>>>>
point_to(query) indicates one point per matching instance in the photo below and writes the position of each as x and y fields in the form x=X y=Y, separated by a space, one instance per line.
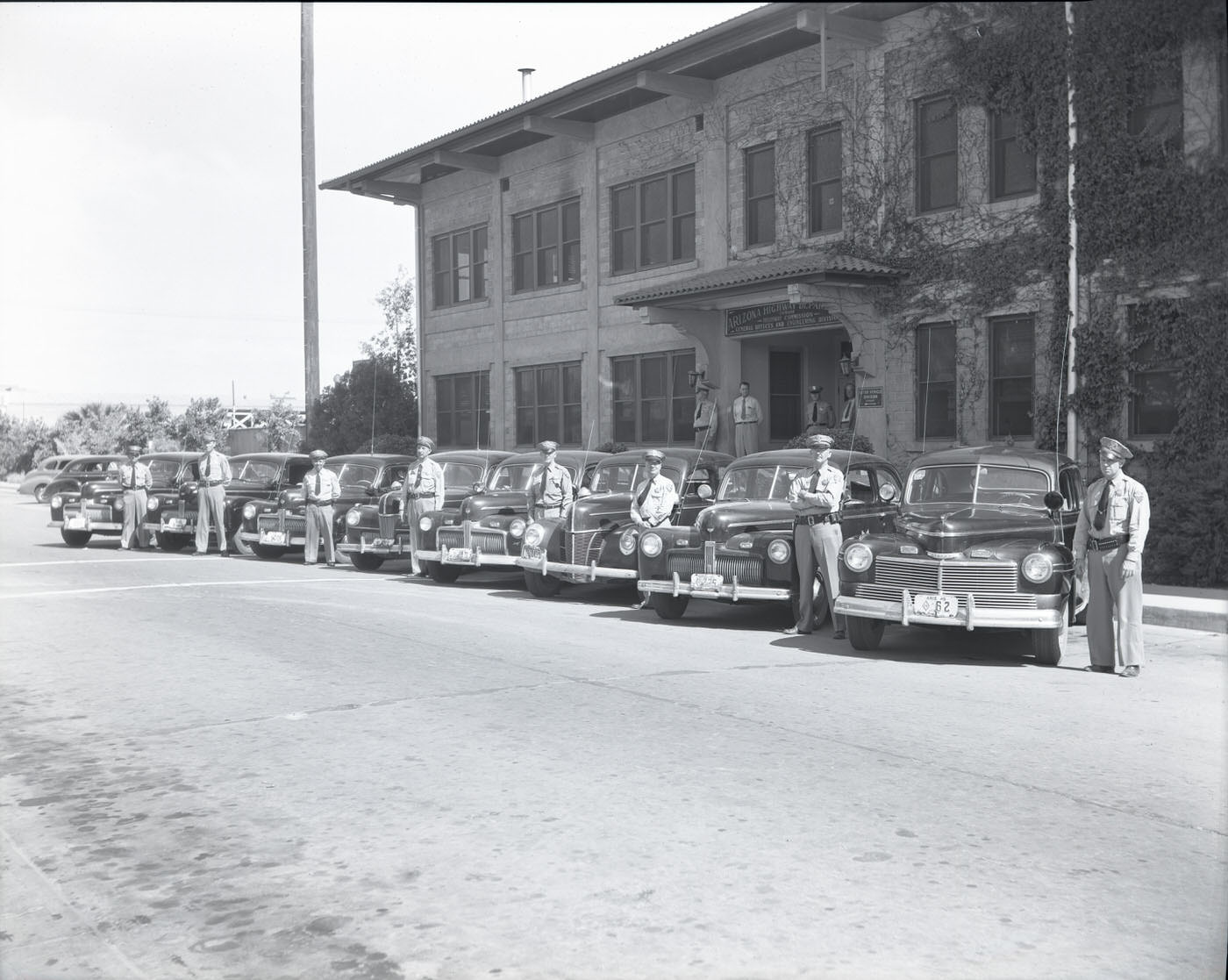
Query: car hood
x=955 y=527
<<<<
>>>>
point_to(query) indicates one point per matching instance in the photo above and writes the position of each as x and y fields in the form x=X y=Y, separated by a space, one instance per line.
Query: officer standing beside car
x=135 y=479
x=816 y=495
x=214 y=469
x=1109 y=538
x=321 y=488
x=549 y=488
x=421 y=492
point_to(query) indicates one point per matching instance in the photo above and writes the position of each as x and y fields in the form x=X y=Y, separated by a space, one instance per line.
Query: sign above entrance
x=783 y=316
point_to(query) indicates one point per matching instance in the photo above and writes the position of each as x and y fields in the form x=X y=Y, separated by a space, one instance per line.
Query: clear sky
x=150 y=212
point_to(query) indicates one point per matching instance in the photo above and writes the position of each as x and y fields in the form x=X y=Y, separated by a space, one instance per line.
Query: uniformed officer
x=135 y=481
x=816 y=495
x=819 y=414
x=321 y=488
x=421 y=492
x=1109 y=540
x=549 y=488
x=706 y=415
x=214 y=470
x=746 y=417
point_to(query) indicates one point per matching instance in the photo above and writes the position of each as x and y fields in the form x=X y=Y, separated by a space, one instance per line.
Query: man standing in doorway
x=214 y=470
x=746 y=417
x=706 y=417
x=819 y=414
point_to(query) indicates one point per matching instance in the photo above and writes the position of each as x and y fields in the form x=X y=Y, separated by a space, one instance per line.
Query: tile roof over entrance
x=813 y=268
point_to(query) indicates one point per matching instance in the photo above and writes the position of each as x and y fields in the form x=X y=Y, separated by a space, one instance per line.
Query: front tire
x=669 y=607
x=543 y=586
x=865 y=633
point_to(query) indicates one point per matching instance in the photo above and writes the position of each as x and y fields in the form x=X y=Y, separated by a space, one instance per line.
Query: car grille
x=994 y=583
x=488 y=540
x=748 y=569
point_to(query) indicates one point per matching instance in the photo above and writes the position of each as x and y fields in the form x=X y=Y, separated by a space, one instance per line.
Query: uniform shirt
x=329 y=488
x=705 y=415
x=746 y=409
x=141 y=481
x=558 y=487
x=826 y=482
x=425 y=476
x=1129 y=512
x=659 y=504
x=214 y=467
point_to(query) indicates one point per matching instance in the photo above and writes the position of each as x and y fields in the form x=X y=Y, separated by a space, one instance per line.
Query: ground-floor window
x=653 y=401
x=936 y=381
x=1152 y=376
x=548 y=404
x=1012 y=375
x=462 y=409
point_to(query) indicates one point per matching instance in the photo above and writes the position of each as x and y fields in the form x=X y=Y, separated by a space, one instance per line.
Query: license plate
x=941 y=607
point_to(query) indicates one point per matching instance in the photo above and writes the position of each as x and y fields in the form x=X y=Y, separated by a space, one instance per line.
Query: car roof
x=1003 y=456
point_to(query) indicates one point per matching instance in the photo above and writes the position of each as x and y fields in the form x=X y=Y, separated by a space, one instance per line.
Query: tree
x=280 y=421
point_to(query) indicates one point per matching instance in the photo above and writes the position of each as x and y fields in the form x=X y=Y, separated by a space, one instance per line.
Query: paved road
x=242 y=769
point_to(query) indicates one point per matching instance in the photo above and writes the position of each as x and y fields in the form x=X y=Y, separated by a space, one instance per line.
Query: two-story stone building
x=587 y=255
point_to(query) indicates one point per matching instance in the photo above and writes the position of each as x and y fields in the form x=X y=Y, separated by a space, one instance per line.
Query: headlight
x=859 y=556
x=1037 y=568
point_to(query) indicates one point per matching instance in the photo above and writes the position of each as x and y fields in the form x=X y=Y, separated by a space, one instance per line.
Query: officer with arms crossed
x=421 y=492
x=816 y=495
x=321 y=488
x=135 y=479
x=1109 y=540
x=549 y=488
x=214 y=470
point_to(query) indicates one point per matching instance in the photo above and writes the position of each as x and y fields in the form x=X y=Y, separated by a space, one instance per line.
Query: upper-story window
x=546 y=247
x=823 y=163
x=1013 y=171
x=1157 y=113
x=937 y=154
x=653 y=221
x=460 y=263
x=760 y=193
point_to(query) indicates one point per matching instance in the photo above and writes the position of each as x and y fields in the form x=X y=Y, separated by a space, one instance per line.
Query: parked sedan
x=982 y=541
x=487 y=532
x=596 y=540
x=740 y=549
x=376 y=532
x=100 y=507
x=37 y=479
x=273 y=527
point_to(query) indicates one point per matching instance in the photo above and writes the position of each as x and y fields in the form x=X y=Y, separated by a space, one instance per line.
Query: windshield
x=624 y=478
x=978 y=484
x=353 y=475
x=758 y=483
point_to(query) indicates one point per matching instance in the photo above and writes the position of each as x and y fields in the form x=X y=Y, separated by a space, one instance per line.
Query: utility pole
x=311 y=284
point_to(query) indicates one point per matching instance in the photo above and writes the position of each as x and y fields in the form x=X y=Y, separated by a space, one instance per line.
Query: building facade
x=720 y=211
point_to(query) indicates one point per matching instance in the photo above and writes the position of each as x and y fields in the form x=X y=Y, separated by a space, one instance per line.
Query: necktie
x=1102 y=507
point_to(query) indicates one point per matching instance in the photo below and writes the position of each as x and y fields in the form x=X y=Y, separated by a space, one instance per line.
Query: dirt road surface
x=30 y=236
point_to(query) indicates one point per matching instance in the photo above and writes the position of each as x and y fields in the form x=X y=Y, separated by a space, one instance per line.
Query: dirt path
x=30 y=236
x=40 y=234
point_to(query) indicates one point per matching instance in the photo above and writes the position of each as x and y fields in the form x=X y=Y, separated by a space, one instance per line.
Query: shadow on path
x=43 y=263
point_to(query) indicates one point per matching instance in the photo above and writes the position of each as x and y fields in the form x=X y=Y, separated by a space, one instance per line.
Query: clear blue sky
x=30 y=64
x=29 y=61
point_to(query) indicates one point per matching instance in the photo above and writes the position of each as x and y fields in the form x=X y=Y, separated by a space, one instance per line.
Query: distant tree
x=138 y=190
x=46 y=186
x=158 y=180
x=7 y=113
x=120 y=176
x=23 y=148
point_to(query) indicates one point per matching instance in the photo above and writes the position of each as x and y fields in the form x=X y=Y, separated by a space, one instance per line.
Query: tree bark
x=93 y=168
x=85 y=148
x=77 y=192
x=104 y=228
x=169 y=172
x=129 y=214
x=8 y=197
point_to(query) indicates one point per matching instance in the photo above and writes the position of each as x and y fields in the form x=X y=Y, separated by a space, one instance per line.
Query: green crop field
<<<<
• [TASK INSTRUCTIONS]:
List each line of the items above that contains the word "roof".

• [OUTPUT FOR THIS TASK]:
Query: tile roof over entrance
Query: car roof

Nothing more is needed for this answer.